> [WORK INSTRUCTIONS]
Gather every line in the listing below that contains the string "flower". Matching is case-sensitive.

> [RECORDED DATA]
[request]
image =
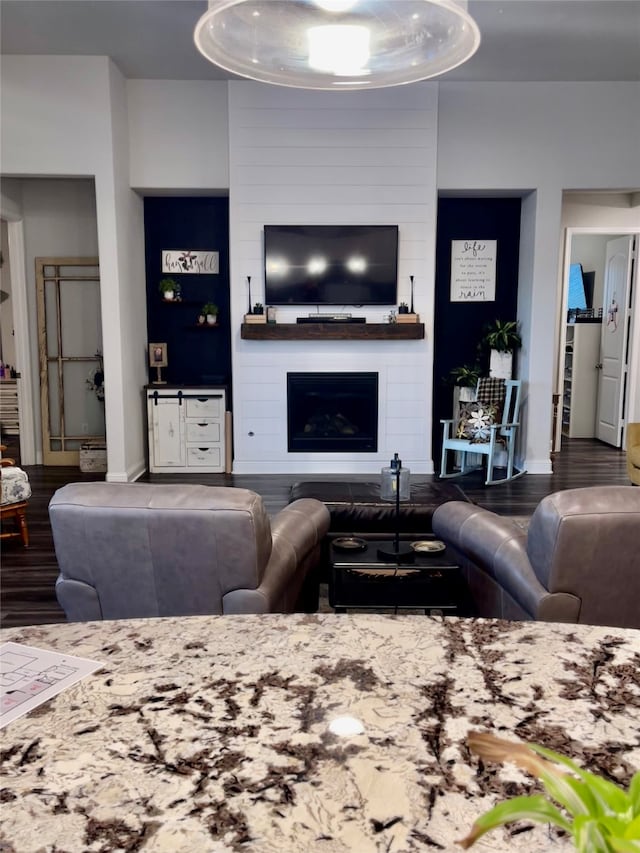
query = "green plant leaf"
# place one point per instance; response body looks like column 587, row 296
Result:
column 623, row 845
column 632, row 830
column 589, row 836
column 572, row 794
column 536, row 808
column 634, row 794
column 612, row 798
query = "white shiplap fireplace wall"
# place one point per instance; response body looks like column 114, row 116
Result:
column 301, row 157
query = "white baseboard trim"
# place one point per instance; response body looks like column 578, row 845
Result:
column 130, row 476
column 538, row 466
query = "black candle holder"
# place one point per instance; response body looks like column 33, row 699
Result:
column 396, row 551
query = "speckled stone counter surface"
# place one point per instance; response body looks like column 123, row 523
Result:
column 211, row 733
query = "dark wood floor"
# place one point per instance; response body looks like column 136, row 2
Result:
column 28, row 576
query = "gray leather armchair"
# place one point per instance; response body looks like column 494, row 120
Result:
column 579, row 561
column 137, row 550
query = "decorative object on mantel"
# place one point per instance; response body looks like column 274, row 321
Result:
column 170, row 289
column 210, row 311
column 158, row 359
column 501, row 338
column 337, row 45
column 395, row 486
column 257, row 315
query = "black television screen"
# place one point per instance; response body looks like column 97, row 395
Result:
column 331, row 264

==

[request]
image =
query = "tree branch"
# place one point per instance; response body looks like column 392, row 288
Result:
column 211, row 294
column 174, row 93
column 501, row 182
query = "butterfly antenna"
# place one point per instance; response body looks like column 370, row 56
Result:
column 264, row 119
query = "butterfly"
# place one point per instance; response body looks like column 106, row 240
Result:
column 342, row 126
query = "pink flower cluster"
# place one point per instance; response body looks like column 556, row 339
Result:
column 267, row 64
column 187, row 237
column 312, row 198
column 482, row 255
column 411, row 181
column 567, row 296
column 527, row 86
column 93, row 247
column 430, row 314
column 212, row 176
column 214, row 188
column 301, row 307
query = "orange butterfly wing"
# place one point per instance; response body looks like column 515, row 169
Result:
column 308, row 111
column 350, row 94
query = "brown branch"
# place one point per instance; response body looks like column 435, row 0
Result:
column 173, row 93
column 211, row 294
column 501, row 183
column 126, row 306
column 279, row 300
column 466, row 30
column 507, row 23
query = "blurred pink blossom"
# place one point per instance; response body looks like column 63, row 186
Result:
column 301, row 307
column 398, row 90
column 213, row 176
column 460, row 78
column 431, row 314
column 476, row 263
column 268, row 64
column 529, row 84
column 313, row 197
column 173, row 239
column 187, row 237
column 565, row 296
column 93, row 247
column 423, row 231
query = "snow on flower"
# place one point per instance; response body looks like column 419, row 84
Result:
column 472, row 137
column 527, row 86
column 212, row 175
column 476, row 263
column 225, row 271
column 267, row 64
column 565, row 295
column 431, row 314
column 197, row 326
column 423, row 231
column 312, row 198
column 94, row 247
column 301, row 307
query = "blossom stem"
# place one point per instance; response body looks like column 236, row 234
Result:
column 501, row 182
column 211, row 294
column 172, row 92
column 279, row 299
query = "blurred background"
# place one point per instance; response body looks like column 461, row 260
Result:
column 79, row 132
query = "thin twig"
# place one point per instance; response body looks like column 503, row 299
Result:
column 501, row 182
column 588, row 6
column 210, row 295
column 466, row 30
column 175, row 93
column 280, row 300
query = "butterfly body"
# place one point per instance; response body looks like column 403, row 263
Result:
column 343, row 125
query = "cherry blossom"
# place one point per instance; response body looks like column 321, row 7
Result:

> [COMPLETED TASK]
query = "pink flower cluster"
query = "snow on flower"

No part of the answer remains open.